### Your objective
Recast the listing below as a JSON list of strings, starting at the line containing "Reviewer note: check that each instance of the brown" and running through the end of the listing. Use one string per line and omit blank lines.

--

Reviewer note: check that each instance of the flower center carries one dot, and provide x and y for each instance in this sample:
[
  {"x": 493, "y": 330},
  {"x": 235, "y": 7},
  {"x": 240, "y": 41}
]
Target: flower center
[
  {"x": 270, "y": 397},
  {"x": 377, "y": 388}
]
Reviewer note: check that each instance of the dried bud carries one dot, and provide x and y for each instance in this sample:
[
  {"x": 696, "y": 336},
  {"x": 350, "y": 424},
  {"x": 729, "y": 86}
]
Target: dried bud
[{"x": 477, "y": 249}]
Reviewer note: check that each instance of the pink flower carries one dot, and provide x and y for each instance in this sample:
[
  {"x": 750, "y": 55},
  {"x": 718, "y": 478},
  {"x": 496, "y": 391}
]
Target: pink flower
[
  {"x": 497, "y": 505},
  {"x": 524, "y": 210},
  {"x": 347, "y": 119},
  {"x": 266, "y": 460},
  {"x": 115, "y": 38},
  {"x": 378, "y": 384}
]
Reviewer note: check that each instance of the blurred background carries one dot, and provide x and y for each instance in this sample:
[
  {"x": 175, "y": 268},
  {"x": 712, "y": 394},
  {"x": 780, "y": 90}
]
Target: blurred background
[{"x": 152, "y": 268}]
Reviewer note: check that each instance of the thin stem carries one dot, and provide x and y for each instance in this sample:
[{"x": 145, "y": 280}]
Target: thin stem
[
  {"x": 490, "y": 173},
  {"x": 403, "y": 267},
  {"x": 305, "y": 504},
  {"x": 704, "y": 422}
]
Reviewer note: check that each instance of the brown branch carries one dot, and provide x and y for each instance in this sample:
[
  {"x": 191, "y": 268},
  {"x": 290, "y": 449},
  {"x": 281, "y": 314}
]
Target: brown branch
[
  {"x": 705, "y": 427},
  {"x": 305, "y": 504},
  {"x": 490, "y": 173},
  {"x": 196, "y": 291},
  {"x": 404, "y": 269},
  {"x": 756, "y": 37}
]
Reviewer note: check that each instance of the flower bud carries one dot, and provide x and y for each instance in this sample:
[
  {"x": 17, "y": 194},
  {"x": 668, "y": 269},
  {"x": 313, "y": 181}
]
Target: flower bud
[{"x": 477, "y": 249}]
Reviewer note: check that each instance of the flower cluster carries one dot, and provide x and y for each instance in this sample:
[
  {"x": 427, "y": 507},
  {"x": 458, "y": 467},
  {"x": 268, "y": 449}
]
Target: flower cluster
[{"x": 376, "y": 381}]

--

### Solution to this problem
[
  "Reviewer note: check that each instance of the brown branch carries one dot, and provide x and y for each instance in this sample:",
  "[",
  "  {\"x\": 191, \"y\": 268},",
  "  {\"x\": 290, \"y\": 449},",
  "  {\"x\": 281, \"y\": 314}",
  "]",
  "Target: brown branch",
  "[",
  "  {\"x\": 705, \"y\": 427},",
  "  {\"x\": 305, \"y\": 504},",
  "  {\"x\": 490, \"y\": 173},",
  "  {\"x\": 196, \"y\": 291},",
  "  {\"x\": 404, \"y\": 269},",
  "  {\"x\": 756, \"y\": 37}",
  "]",
  "Reviewer note: check that each instance of the flower bud carries one dot, and provide x and y for each instance in this sample:",
  "[",
  "  {\"x\": 17, \"y\": 194},",
  "  {\"x\": 668, \"y\": 269},",
  "  {\"x\": 313, \"y\": 181}",
  "]",
  "Target: flower bud",
  "[{\"x\": 477, \"y\": 249}]",
  "Reviewer note: check that each instance of the flower cluster carries one dot, and provide x and y for each instance in this sample:",
  "[",
  "  {\"x\": 427, \"y\": 507},",
  "  {\"x\": 458, \"y\": 467},",
  "  {\"x\": 268, \"y\": 449}",
  "]",
  "Target: flower cluster",
  "[{\"x\": 376, \"y\": 381}]"
]